--- Source material Enclosed Below ---

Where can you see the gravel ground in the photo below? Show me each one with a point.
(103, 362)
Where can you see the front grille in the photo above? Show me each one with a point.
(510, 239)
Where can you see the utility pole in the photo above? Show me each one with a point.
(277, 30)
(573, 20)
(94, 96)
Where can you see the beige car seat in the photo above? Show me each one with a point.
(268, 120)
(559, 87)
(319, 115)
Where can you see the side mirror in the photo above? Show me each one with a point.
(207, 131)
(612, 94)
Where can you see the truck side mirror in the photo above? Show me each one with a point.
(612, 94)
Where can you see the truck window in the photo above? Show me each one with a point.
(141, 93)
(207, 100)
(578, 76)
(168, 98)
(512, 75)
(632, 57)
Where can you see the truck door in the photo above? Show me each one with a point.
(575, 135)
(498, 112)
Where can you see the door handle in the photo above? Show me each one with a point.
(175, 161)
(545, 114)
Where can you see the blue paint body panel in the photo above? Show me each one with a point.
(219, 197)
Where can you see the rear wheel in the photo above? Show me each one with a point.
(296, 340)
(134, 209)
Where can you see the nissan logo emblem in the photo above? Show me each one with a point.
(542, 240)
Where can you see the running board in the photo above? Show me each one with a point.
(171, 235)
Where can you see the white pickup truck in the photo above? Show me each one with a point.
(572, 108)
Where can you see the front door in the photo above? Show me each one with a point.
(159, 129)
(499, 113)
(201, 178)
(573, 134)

--- End of Enclosed Source material ---

Work item ->
So that nothing is lost, please repeat all of the entries exactly.

The completed task ->
Where can you see the gravel ground in the photo below? Show me each one with a point.
(103, 362)
Where can you see the front grille in the photo above? Show me each one with a point.
(510, 239)
Where can you see the utility pole in the photo above? Show me each one with a point.
(277, 30)
(573, 20)
(94, 96)
Where can you see the beige car seat in the photo above? Show me each one with a point.
(268, 120)
(559, 87)
(319, 115)
Where can you see the side mirror in the photo above? Show me each one with a point.
(207, 131)
(612, 94)
Where can you see the truck side mirror in the photo above? Show me each one with a point.
(612, 94)
Where can you see the truck window in the photo above? Show me each one with a point.
(141, 93)
(207, 100)
(578, 76)
(168, 98)
(512, 75)
(632, 57)
Where can you see the truck door in the photo above? Show me each one with a point.
(575, 135)
(498, 112)
Where can you see the door handle in the photo above? Show me each one with a point.
(175, 161)
(545, 114)
Where can you see the blue paint body panel in the photo above? Show me each one with a point.
(219, 197)
Where can you see the rear wheel in the photo above? Show me each one with a point.
(296, 340)
(134, 209)
Where can you see the nissan logo emblem in the photo above? Show me each one with a point.
(542, 240)
Where can you see the running board in the photo above? Show me each one with a point.
(171, 235)
Where can you see the white pickup truck in the photo above? Show me each one with a point.
(572, 108)
Where can you see the front door in the photo above? Show me each one with a point.
(159, 129)
(499, 113)
(201, 178)
(573, 134)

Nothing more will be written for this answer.